== Segment start ==
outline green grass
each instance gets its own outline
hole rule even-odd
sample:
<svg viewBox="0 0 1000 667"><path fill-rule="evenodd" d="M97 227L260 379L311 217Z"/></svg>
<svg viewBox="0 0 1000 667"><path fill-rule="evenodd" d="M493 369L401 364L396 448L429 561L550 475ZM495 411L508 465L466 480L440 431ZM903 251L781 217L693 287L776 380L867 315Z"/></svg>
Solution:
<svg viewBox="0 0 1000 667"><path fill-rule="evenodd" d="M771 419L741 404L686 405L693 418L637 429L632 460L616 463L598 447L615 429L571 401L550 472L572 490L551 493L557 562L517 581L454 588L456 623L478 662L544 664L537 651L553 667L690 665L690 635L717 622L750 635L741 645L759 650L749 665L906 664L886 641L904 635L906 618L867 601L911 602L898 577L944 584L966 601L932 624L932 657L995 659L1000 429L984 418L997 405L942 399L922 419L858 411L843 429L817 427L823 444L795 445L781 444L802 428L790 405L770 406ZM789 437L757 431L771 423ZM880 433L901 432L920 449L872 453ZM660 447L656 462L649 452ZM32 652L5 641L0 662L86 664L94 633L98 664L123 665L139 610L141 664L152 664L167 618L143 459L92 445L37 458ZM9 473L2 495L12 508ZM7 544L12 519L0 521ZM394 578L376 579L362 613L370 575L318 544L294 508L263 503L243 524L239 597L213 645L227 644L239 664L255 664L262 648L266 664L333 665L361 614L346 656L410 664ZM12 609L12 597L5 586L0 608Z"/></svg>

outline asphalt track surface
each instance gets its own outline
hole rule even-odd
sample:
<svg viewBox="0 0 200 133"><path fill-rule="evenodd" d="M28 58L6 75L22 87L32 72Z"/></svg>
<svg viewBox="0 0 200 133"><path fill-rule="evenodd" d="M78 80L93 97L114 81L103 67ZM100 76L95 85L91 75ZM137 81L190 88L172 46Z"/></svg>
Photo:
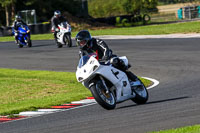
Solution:
<svg viewBox="0 0 200 133"><path fill-rule="evenodd" d="M136 75L160 81L147 104L129 100L110 111L95 104L1 123L0 133L145 133L200 124L200 38L105 41ZM0 43L3 68L75 72L77 62L77 47L58 49L52 40L21 49Z"/></svg>

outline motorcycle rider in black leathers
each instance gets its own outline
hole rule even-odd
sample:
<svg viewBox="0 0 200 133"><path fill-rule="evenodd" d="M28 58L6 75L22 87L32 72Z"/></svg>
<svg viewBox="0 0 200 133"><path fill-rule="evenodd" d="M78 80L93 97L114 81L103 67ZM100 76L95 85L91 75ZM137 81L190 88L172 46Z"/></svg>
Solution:
<svg viewBox="0 0 200 133"><path fill-rule="evenodd" d="M84 56L88 53L96 53L99 61L106 62L110 60L110 63L114 67L124 71L131 80L135 80L137 78L133 73L127 71L130 65L126 66L123 60L112 54L112 50L108 48L107 44L103 40L92 38L89 31L80 31L76 35L75 40L80 48L80 56Z"/></svg>
<svg viewBox="0 0 200 133"><path fill-rule="evenodd" d="M21 25L26 25L27 24L22 20L21 16L19 15L16 15L15 16L15 21L13 23L13 27L14 27L14 30L15 30L15 43L18 44L18 39L17 39L17 36L18 36L18 28L19 26Z"/></svg>
<svg viewBox="0 0 200 133"><path fill-rule="evenodd" d="M52 32L54 32L54 39L55 39L55 42L57 43L57 33L59 32L59 29L58 29L58 25L62 22L67 22L67 20L61 16L61 12L59 10L56 10L54 12L54 16L51 18L51 24L52 24Z"/></svg>

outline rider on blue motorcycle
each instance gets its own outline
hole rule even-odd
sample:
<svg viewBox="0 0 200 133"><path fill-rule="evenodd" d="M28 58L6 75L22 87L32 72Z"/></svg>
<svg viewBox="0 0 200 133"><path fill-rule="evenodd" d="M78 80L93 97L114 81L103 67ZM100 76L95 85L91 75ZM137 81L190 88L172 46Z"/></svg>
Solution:
<svg viewBox="0 0 200 133"><path fill-rule="evenodd" d="M15 32L15 43L16 44L18 44L18 39L17 39L17 37L18 37L18 28L21 25L26 25L27 26L27 24L22 20L21 16L16 15L15 16L15 21L14 21L14 24L13 24L14 32Z"/></svg>

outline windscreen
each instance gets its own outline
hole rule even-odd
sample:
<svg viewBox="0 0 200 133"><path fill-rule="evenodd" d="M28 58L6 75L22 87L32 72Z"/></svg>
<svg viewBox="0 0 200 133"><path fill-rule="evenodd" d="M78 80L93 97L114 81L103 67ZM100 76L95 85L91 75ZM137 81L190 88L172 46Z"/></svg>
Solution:
<svg viewBox="0 0 200 133"><path fill-rule="evenodd" d="M78 67L81 68L82 66L84 66L89 59L90 59L90 56L88 55L82 56L79 60Z"/></svg>

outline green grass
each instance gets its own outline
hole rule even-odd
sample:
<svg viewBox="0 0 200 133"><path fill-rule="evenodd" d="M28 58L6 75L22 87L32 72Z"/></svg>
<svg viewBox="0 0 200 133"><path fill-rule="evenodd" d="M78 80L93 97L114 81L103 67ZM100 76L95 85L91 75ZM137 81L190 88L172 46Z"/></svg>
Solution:
<svg viewBox="0 0 200 133"><path fill-rule="evenodd" d="M72 72L0 68L0 115L49 108L88 96L92 96L90 91L77 82Z"/></svg>
<svg viewBox="0 0 200 133"><path fill-rule="evenodd" d="M0 69L0 114L48 108L91 96L70 72Z"/></svg>
<svg viewBox="0 0 200 133"><path fill-rule="evenodd" d="M199 33L200 22L149 25L91 31L92 35L160 35L174 33Z"/></svg>
<svg viewBox="0 0 200 133"><path fill-rule="evenodd" d="M163 130L163 131L150 132L150 133L200 133L200 125L187 126L183 128Z"/></svg>
<svg viewBox="0 0 200 133"><path fill-rule="evenodd" d="M72 32L72 37L75 37L78 31ZM147 25L138 27L126 28L111 28L102 30L90 30L92 36L97 35L160 35L160 34L174 34L174 33L199 33L200 22L185 22L175 24L162 24L162 25ZM32 40L52 40L53 35L38 34L32 35ZM0 42L14 41L13 37L0 37Z"/></svg>

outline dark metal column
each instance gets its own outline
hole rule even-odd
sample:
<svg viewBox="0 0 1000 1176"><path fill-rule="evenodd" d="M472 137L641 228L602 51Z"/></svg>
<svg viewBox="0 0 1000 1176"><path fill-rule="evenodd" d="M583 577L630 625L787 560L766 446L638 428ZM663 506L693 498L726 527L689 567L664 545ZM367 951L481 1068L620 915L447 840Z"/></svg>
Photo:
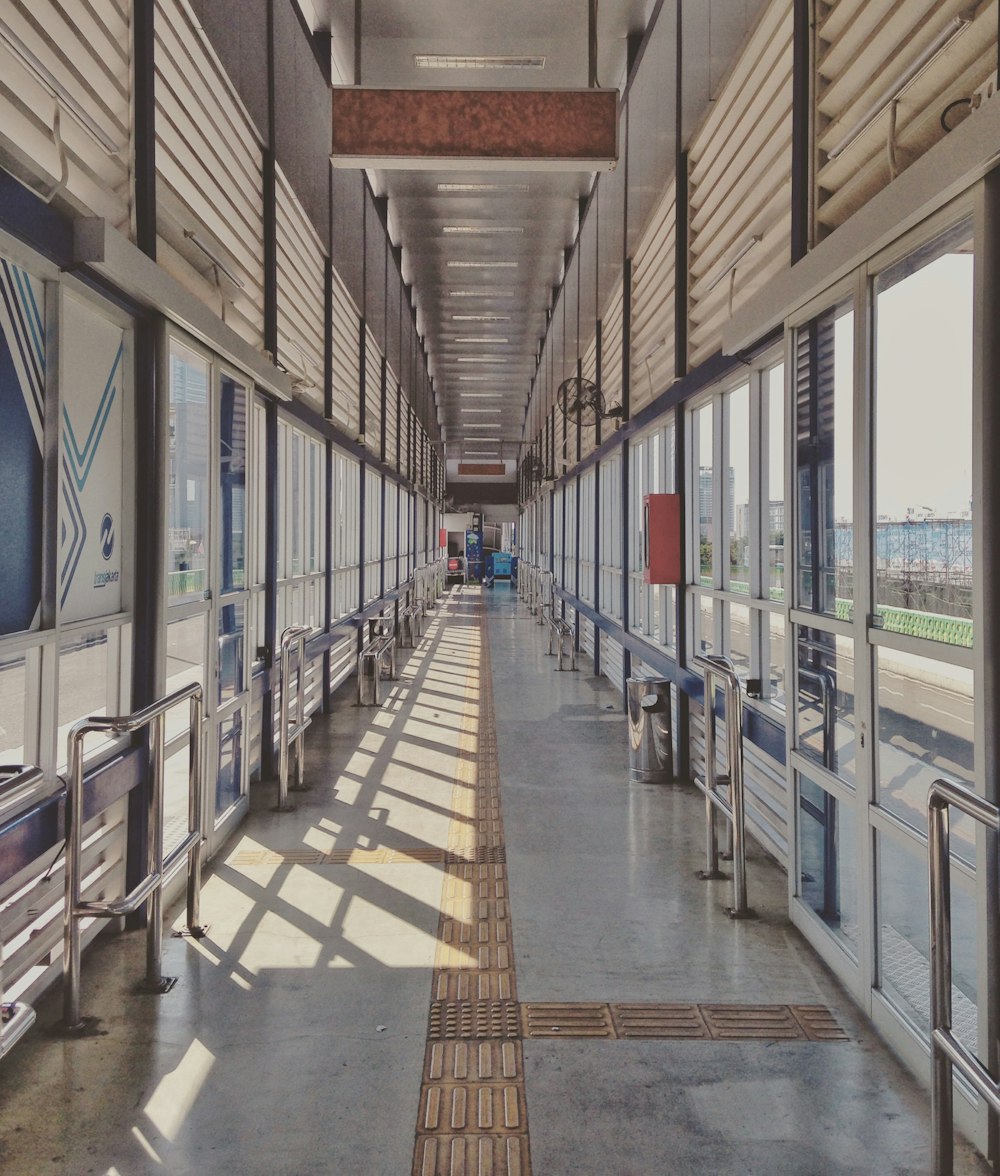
== Segment end ==
▸ What to do: Return the material word for word. Pictures are not part of the copy.

▸ Answer below:
outline green grass
each instance gets its own outline
hole rule even-odd
sample:
<svg viewBox="0 0 1000 667"><path fill-rule="evenodd" d="M97 227L260 379L311 217Z"/></svg>
<svg viewBox="0 0 1000 667"><path fill-rule="evenodd" d="M493 369L401 364L396 448L429 561L550 475ZM495 411L508 465L466 480L440 431ZM903 251L781 217L693 287L776 380L867 315Z"/></svg>
Solution:
<svg viewBox="0 0 1000 667"><path fill-rule="evenodd" d="M771 419L741 404L686 405L693 418L637 429L632 460L616 463L598 447L615 429L571 401L550 472L572 490L551 493L557 562L517 581L454 588L456 623L478 662L544 664L537 651L553 667L690 665L690 635L717 622L750 635L741 645L759 650L749 665L906 664L886 641L904 635L906 618L867 601L911 602L898 577L944 584L966 601L932 624L932 657L995 659L1000 429L984 418L997 405L942 399L922 419L858 411L843 429L817 427L823 444L795 445L781 444L802 428L790 405L770 406ZM789 437L757 431L771 423ZM880 433L901 432L920 449L872 453ZM660 447L656 462L649 452ZM32 652L5 641L0 662L86 664L94 633L98 664L123 665L139 610L141 664L152 664L167 618L143 459L92 445L37 458ZM9 473L2 495L12 508ZM7 544L12 519L0 521ZM394 578L376 579L362 613L370 575L318 544L294 508L263 503L243 524L239 597L213 645L227 644L239 664L255 664L262 648L266 664L333 665L361 614L346 656L410 664ZM12 609L12 597L5 586L0 608Z"/></svg>

outline asphalt track surface
each instance gets its own outline
hole rule even-odd
sample:
<svg viewBox="0 0 200 133"><path fill-rule="evenodd" d="M28 58L6 75L22 87L32 72Z"/></svg>
<svg viewBox="0 0 200 133"><path fill-rule="evenodd" d="M78 80L93 97L114 81L103 67ZM100 76L95 85L91 75ZM137 81L190 88L172 46Z"/></svg>
Photo:
Solution:
<svg viewBox="0 0 200 133"><path fill-rule="evenodd" d="M136 75L160 81L147 104L129 100L110 111L95 104L1 123L0 133L145 133L200 124L200 38L105 41ZM0 43L3 68L75 72L77 62L77 47L58 49L52 40L21 49Z"/></svg>

outline motorcycle rider in black leathers
each instance gets its own outline
hole rule even-odd
sample:
<svg viewBox="0 0 200 133"><path fill-rule="evenodd" d="M28 58L6 75L22 87L32 72Z"/></svg>
<svg viewBox="0 0 200 133"><path fill-rule="evenodd" d="M78 80L93 97L114 81L103 67ZM100 76L95 85L91 75ZM137 81L190 88L172 46Z"/></svg>
Solution:
<svg viewBox="0 0 200 133"><path fill-rule="evenodd" d="M84 56L88 53L96 53L99 61L106 62L110 60L110 63L114 67L124 71L131 80L135 80L137 78L133 73L127 71L130 65L126 66L123 60L112 54L112 50L108 48L107 44L103 40L92 38L89 31L80 31L76 35L75 40L80 48L80 56Z"/></svg>
<svg viewBox="0 0 200 133"><path fill-rule="evenodd" d="M21 25L26 25L27 24L22 20L21 16L19 15L16 15L15 16L15 21L13 23L13 27L14 27L14 30L15 30L15 43L18 44L18 39L17 39L17 36L18 36L18 28L19 26Z"/></svg>
<svg viewBox="0 0 200 133"><path fill-rule="evenodd" d="M52 32L54 32L54 39L55 39L55 42L57 43L57 33L59 32L59 29L58 29L58 25L62 22L67 22L67 20L61 16L61 12L59 10L56 10L54 12L54 16L51 18L51 24L52 24Z"/></svg>

outline rider on blue motorcycle
each instance gets its own outline
hole rule even-odd
sample:
<svg viewBox="0 0 200 133"><path fill-rule="evenodd" d="M28 58L6 75L22 87L32 72Z"/></svg>
<svg viewBox="0 0 200 133"><path fill-rule="evenodd" d="M78 80L93 97L114 81L103 67ZM100 76L95 85L91 75ZM137 81L190 88L172 46Z"/></svg>
Solution:
<svg viewBox="0 0 200 133"><path fill-rule="evenodd" d="M15 32L15 43L16 44L18 44L18 39L17 39L17 37L18 37L18 28L21 25L26 25L27 26L27 24L22 20L21 16L16 15L15 16L15 21L14 21L14 24L13 24L14 32Z"/></svg>

outline windscreen
each instance gets its own outline
hole rule even-odd
sample:
<svg viewBox="0 0 200 133"><path fill-rule="evenodd" d="M28 58L6 75L22 87L32 72Z"/></svg>
<svg viewBox="0 0 200 133"><path fill-rule="evenodd" d="M78 80L93 97L114 81L103 67ZM100 76L95 85L91 75ZM137 81L190 88L172 46Z"/></svg>
Solution:
<svg viewBox="0 0 200 133"><path fill-rule="evenodd" d="M78 67L81 68L82 66L84 66L89 59L90 59L90 56L88 55L82 56L79 60Z"/></svg>

outline green grass
each instance gets its own outline
hole rule even-odd
sample:
<svg viewBox="0 0 200 133"><path fill-rule="evenodd" d="M28 58L6 75L22 87L32 72Z"/></svg>
<svg viewBox="0 0 200 133"><path fill-rule="evenodd" d="M78 80L93 97L114 81L103 67ZM100 76L95 85L91 75ZM137 81L190 88L172 46Z"/></svg>
Solution:
<svg viewBox="0 0 200 133"><path fill-rule="evenodd" d="M72 72L0 68L0 115L49 108L88 96L92 96L90 91L77 82Z"/></svg>
<svg viewBox="0 0 200 133"><path fill-rule="evenodd" d="M0 69L0 114L48 108L91 96L70 72Z"/></svg>
<svg viewBox="0 0 200 133"><path fill-rule="evenodd" d="M199 33L200 22L149 25L91 31L92 35L160 35L174 33Z"/></svg>
<svg viewBox="0 0 200 133"><path fill-rule="evenodd" d="M163 130L163 131L150 132L150 133L200 133L200 125L187 126L183 128Z"/></svg>
<svg viewBox="0 0 200 133"><path fill-rule="evenodd" d="M72 32L72 37L75 37L78 31ZM147 25L138 27L126 28L111 28L102 30L90 30L92 36L97 35L160 35L160 34L174 34L174 33L199 33L200 22L185 22L175 24L162 24L162 25ZM32 40L52 40L53 35L38 34L32 35ZM0 42L14 41L13 37L0 37Z"/></svg>

outline dark metal column
each instance gets its own outline
hole rule even-odd
sample:
<svg viewBox="0 0 1000 1176"><path fill-rule="evenodd" d="M472 137L641 228L602 51Z"/></svg>
<svg viewBox="0 0 1000 1176"><path fill-rule="evenodd" d="M583 577L630 625L787 560L766 446L638 428ZM663 506L693 498L726 527L689 567L664 545ZM367 951L481 1068L620 915L447 840Z"/></svg>
Photo:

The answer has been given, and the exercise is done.